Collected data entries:

--- START ---

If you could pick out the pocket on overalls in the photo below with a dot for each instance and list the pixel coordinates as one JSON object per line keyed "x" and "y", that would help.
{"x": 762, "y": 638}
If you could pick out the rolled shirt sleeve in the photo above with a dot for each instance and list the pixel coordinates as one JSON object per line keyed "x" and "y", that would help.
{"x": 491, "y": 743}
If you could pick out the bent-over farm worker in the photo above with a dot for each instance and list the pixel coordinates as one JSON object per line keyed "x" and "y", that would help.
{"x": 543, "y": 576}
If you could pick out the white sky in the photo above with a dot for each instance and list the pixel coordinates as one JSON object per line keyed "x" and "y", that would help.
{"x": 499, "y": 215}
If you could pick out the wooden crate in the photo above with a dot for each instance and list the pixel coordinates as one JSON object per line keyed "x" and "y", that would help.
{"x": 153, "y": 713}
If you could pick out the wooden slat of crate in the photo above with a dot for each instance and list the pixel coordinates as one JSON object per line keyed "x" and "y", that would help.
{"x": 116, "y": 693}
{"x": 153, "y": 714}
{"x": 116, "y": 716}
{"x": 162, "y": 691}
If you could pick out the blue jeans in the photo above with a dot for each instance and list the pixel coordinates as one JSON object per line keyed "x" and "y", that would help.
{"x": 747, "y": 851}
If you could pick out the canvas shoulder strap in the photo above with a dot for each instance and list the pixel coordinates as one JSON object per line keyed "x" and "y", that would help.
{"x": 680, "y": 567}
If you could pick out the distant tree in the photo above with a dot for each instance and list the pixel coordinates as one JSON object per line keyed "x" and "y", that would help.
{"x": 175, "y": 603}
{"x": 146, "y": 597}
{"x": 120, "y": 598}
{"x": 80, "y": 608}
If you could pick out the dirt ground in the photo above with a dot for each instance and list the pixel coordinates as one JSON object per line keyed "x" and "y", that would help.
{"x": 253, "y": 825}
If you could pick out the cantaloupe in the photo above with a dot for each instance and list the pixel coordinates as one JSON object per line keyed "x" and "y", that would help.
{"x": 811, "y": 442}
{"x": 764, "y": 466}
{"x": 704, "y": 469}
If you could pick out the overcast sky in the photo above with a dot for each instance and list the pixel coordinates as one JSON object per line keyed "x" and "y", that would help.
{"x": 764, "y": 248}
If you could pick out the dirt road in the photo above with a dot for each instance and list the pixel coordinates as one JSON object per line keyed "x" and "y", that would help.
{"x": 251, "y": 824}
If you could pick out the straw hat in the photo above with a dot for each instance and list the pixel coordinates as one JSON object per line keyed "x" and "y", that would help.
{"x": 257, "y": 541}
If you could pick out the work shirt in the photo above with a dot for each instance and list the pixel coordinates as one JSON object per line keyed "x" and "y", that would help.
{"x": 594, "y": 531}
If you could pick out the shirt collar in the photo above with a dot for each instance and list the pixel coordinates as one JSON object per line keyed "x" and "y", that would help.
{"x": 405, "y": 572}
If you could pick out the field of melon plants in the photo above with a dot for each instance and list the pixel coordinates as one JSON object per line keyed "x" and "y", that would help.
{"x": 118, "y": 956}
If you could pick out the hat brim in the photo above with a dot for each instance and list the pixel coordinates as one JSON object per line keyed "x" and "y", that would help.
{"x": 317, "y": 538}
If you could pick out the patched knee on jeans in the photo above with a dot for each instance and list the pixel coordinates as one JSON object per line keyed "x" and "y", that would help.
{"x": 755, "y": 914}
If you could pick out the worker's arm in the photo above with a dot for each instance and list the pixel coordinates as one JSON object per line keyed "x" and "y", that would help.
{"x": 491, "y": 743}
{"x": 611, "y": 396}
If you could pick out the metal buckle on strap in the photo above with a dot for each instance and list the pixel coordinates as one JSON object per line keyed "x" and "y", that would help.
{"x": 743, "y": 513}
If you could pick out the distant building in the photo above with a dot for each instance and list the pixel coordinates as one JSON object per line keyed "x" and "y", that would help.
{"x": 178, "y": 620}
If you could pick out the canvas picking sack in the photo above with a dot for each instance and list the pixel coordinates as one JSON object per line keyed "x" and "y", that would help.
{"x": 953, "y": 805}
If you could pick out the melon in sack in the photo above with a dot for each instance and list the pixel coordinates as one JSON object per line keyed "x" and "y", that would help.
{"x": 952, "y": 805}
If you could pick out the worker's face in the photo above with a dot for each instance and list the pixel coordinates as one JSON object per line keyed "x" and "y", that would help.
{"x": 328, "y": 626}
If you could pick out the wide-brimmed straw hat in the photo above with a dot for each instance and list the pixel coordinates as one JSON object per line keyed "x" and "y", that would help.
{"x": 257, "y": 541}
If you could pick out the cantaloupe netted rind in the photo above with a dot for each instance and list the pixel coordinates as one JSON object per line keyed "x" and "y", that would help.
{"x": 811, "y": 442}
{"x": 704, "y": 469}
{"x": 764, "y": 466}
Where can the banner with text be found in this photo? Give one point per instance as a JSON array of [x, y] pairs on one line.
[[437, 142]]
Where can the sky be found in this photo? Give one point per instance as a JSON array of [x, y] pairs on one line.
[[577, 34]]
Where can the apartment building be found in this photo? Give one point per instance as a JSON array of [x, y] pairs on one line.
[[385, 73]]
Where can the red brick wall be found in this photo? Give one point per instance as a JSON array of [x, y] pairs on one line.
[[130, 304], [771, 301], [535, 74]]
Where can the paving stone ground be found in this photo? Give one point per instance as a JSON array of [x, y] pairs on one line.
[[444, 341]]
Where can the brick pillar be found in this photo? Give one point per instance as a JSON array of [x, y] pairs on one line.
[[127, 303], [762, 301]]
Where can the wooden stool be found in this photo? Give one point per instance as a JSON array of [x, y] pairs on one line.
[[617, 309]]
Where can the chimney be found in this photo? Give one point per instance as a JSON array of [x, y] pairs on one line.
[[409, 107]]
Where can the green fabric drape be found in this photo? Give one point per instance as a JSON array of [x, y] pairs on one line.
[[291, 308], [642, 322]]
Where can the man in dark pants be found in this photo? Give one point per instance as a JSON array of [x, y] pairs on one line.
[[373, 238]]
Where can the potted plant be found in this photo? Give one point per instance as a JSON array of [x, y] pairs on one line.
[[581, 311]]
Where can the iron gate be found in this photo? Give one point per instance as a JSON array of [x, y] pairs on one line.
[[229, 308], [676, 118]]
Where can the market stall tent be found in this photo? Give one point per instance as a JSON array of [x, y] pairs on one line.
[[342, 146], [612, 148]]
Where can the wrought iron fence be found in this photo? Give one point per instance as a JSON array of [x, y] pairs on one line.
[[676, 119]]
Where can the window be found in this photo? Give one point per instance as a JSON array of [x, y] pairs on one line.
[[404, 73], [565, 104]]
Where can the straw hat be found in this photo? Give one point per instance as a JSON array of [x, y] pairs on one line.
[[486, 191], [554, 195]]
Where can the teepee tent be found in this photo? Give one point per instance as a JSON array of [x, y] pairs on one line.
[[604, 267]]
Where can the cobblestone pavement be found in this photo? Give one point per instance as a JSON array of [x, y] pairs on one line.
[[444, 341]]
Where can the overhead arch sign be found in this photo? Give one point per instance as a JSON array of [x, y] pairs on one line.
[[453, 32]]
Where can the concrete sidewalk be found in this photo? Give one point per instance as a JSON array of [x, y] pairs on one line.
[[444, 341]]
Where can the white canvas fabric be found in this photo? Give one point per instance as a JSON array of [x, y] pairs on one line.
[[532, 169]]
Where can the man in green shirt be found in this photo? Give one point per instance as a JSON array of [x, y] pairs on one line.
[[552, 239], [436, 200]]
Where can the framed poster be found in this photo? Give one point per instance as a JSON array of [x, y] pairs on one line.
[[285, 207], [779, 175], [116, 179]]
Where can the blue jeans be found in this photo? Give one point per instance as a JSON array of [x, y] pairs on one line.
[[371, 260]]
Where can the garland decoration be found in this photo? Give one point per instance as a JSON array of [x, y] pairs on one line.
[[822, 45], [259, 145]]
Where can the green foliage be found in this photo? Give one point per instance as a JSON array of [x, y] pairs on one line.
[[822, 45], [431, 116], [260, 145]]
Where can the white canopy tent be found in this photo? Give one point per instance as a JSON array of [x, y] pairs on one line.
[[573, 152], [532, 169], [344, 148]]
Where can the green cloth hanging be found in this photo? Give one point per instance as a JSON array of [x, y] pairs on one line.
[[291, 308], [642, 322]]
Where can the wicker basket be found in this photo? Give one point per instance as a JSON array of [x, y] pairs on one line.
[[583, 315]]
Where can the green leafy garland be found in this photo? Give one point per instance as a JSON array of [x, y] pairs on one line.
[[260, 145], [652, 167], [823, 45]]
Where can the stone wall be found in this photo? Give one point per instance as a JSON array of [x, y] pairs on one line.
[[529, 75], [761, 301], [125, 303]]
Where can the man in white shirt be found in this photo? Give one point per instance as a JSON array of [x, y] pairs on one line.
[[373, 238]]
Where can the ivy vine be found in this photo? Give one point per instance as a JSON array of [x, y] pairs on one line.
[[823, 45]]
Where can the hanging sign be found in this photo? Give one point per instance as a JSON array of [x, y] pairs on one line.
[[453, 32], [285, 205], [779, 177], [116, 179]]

--- END ---

TASK STATEMENT :: Output, and output only, the lines from the one containing "Where can the wicker" through the last line of the data above.

ANSWER SPACE ::
Where can the wicker basket be found in this photo? Give one point per instance as a JSON array of [x, y] pairs on one line.
[[583, 315]]
Where can the green leafy garland be found in this photo? Give one point per instance as a JSON array of [x, y] pairs on one line.
[[260, 145], [652, 167], [823, 45]]
Where can the stone wall be found in this photo? Give one point per instance as a JSON array of [x, y] pairs on one line.
[[529, 75], [761, 301], [125, 303]]
Where can the man in white shirt be found in this photo? Give one point per instance as a JSON array of [x, y] pairs on one line.
[[373, 238]]
Where can the ivy vine be found in this photo? Give one point per instance as a JSON array of [x, y] pairs on one line.
[[823, 45]]
Where can the hanging sign be found in this photo? Give one point per instance as a JSON array of [x, y] pairs on one line.
[[453, 32], [285, 205], [779, 177], [116, 179]]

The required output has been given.